* Problem to work on *
Begin at the line that has "Field-scouting task: mark every instance of the red" and stop after the line that has "point(960, 282)". Rewrite those lines, substituting "shrub" for "hedge" and leaving everything else as it stands.

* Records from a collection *
— Begin —

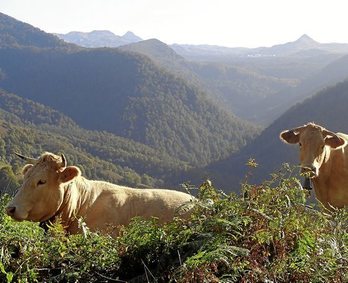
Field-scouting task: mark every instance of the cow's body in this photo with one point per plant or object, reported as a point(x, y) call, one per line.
point(104, 206)
point(51, 190)
point(324, 157)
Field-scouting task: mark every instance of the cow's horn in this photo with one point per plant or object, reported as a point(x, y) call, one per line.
point(328, 133)
point(29, 160)
point(64, 162)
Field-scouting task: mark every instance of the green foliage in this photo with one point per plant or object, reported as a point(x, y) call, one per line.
point(268, 234)
point(127, 95)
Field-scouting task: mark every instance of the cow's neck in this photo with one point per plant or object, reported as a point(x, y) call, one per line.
point(77, 198)
point(324, 185)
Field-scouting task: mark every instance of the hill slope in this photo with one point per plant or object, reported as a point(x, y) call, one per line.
point(126, 94)
point(327, 108)
point(31, 128)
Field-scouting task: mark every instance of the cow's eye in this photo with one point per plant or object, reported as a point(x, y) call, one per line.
point(41, 182)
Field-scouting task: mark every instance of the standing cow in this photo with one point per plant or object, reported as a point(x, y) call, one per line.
point(324, 157)
point(51, 189)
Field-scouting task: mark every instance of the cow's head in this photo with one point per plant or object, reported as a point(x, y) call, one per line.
point(314, 141)
point(42, 192)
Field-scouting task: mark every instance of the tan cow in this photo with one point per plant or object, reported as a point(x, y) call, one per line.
point(51, 189)
point(324, 157)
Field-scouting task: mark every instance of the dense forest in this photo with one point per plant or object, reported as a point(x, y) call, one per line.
point(327, 108)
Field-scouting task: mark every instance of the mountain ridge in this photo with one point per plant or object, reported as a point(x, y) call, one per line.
point(99, 38)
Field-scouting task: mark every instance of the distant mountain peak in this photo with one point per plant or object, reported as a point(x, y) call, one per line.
point(99, 38)
point(306, 39)
point(131, 37)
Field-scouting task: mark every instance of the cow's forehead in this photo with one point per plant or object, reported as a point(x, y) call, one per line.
point(312, 131)
point(46, 164)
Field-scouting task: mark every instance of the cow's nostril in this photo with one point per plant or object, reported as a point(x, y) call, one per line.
point(10, 210)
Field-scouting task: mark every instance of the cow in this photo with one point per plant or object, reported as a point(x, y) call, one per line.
point(324, 159)
point(52, 190)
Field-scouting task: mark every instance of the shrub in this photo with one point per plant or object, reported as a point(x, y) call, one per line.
point(266, 234)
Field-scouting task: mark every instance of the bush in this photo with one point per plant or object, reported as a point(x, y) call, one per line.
point(268, 234)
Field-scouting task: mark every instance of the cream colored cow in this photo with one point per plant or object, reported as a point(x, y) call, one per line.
point(51, 189)
point(324, 157)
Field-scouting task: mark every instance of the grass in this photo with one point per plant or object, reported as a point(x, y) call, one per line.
point(266, 234)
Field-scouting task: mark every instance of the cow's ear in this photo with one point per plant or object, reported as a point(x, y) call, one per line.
point(290, 136)
point(26, 168)
point(334, 141)
point(69, 173)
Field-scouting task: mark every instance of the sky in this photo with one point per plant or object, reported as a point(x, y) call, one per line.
point(232, 23)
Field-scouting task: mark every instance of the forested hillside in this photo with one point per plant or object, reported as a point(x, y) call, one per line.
point(255, 88)
point(31, 128)
point(126, 94)
point(14, 33)
point(326, 108)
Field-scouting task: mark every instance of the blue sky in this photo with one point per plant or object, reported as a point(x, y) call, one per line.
point(247, 23)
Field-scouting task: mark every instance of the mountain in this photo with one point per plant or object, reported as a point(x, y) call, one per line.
point(327, 108)
point(155, 49)
point(99, 38)
point(330, 74)
point(14, 33)
point(128, 95)
point(31, 128)
point(258, 89)
point(294, 48)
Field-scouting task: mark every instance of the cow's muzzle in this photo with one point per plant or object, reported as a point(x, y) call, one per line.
point(10, 210)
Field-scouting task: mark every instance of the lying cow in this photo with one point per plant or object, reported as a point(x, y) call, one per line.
point(324, 158)
point(51, 189)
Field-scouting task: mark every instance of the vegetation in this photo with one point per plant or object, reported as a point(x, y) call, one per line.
point(326, 108)
point(268, 234)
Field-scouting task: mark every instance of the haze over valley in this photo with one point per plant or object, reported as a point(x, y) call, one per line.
point(144, 113)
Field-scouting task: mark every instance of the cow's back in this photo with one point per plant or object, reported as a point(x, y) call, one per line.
point(117, 205)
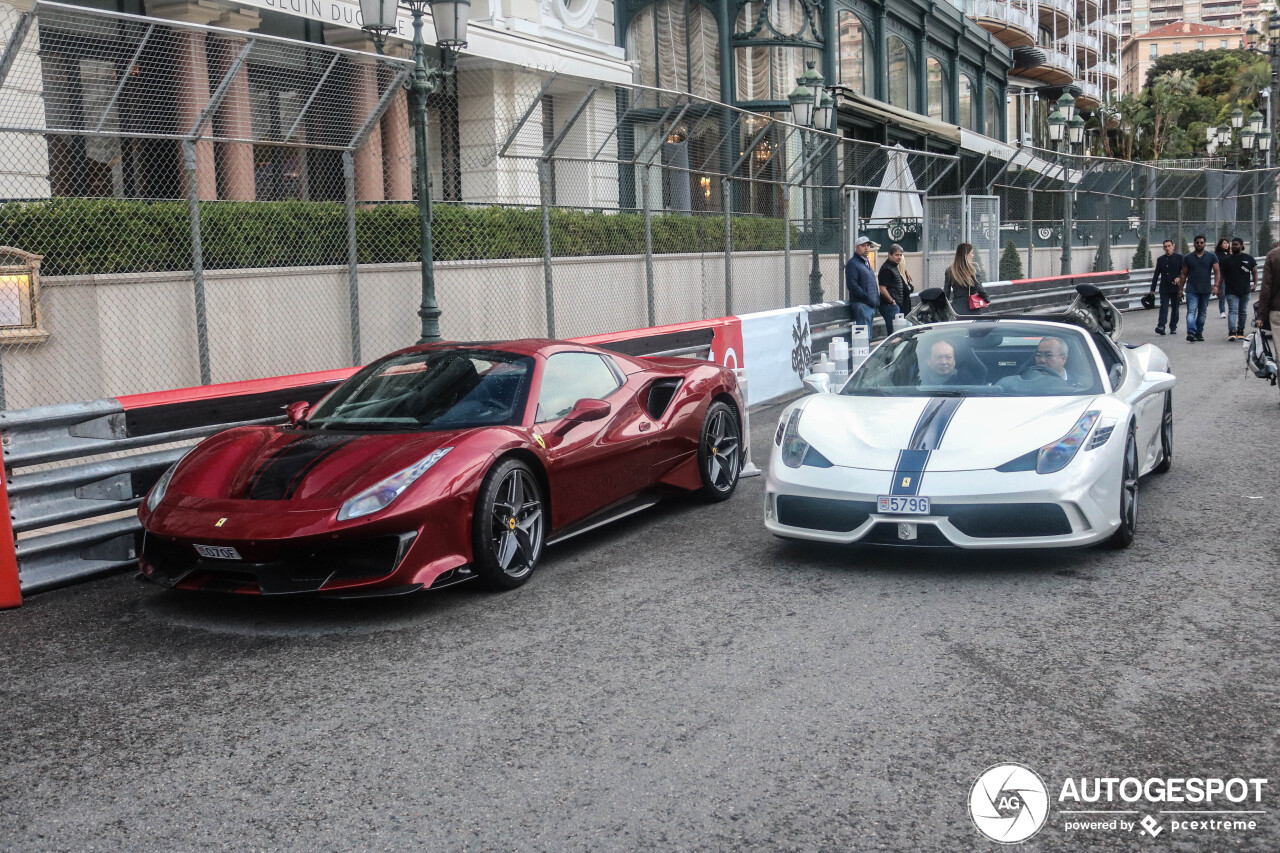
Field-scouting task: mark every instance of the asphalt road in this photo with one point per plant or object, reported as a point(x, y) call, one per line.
point(681, 682)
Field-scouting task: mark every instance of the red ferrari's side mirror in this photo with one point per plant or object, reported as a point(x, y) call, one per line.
point(586, 409)
point(296, 411)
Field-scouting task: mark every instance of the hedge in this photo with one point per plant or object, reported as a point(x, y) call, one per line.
point(86, 236)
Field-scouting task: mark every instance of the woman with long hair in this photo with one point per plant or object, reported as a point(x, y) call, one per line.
point(1223, 250)
point(960, 282)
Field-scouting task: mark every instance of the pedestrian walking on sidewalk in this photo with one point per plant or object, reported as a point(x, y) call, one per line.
point(1168, 278)
point(1267, 308)
point(1202, 278)
point(895, 292)
point(862, 286)
point(1223, 250)
point(1239, 279)
point(960, 283)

— End —

* Full response *
Field-scouting task: mark every instance of the red ferrari's side mirror in this photo with one point per plant or object, reported as a point(x, y) call, one per line.
point(586, 409)
point(296, 411)
Field-scouting task: mark every instance of the shrub in this photo with one point per plant or object, reported as a point(x, y) call, one per line.
point(86, 236)
Field-scouting task: mark every instance of the woman with long hair in this photo with one point per plant or object, reported as a point(x, y) call, one per line.
point(1223, 250)
point(960, 282)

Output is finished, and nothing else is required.